■ TEXTO DE LA PÁGINA ■
┄┄┄┄┄┄┄┄┄┄

Jesús les dijo: «Traigan algunos de los pescados que acaban de sacar.»
Simón Pedro subió a la barca y sacó la red llena con ciento cincuenta y tres pescados grandes. Y a pesar de que hubiera tantos, no se rompió la red.
Entonces Jesús les dijo: «Vengan a desayunar». Ninguno de los discípulos se atrevió a preguntarle quién era, pues sabían que era el Señor.
Jesús se acercó, tomó el pan y se lo repartió. Lo mismo hizo con los pescados.
Esta fue la tercera vez que Jesús se manifestó a sus discípulos después de resucitar de entre los muertos.



COMENTARIO:


  Este pasaje maravilloso de san Juan evoca, si recordáis, aquel que tuvo lugar en el lago de Genesaret donde se llevó a cabo la pesca milagrosa y la vocación de los primeros discípulos.

┄┄┄┄┄┄┄┄┄┄

■ ACTIVIDADES ■
1. Según el texto sobre la pesca de los discípulos, ¿cuántos pescados grandes había en la red que sacó Simón Pedro?
2. Prosigue el texto sobre la pesca de los discípulos a partir de su última oración.
Los datos son un material aparte, independiente del texto.

Datos de expresiones referenciales
┄┄┄┄┄┄┄┄┄┄

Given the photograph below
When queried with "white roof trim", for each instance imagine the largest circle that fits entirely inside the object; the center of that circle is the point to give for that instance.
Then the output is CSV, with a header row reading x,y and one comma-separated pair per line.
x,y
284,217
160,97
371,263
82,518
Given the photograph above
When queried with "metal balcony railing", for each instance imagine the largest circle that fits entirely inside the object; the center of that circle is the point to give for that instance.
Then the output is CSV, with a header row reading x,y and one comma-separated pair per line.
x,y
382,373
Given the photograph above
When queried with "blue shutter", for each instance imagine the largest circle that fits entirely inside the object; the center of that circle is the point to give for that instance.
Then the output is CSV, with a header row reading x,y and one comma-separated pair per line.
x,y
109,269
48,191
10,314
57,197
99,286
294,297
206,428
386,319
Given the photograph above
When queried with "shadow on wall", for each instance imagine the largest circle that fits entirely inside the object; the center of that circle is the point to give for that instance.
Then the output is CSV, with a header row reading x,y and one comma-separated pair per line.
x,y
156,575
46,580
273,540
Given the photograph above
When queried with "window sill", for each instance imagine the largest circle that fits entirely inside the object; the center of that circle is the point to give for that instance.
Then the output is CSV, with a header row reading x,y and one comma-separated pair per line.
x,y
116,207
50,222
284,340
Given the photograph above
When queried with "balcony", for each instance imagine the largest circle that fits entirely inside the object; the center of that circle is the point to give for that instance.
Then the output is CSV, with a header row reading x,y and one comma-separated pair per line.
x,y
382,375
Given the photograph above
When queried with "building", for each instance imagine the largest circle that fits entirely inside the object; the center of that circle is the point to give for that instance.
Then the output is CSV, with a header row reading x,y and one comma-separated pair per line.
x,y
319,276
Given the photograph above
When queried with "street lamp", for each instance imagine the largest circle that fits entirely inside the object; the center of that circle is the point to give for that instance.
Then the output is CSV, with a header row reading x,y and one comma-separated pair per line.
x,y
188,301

┄┄┄┄┄┄┄┄┄┄

■ RESPUESTAS EN ORDEN ■
1. Ciento cincuenta y tres.

2.
 En aquellos momentos, cuando el Señor comenzaba su ministerio público, poco se podía imaginar aquel grupo de pescadores que cansados regresaban de bregar toda la noche sin éxito, que unos años después se volvería a repetir, a orillas del Mar de Tiberíades, el mismo suceso. Otra vez el Señor, sin que lo reconozcan en un principio como tal, les exhorta desde la orilla a que no se rindan y, poniendo la fe y la confianza en sus palabras, vuelvan a lanzar las redes al agua para, como aquella primera vez, sacarlas cargadas de peces.


  Ese debe ser siempre el ejemplo que cada uno de nosotros debe tener presente cuando se sienta desfallecer en la transmisión del mensaje evangélico. Nosotros, como aquellos primeros cristianos, tenemos todo un mar sin orillas –el mundo- que nos espera para que, dentro de la barca –que es símbolo de la Iglesia-  salgamos a lanzar las redes del apostolado. Esa pesca milagrosa que, por la Gracia de Dios, nos permitirá introducir en las redes de la fe y la vida divina a todos nuestros hermanos, los hombres. Nos cansaremos luchando contra las tormentas y las olas de la incomprensión y la maledicencia, porque casi nadie podrá entender que nuestro afán es fruto del amor al prójimo al que deseamos transmitir la felicidad –incluso en la tribulación- que hemos alcanzado al lado de Dios.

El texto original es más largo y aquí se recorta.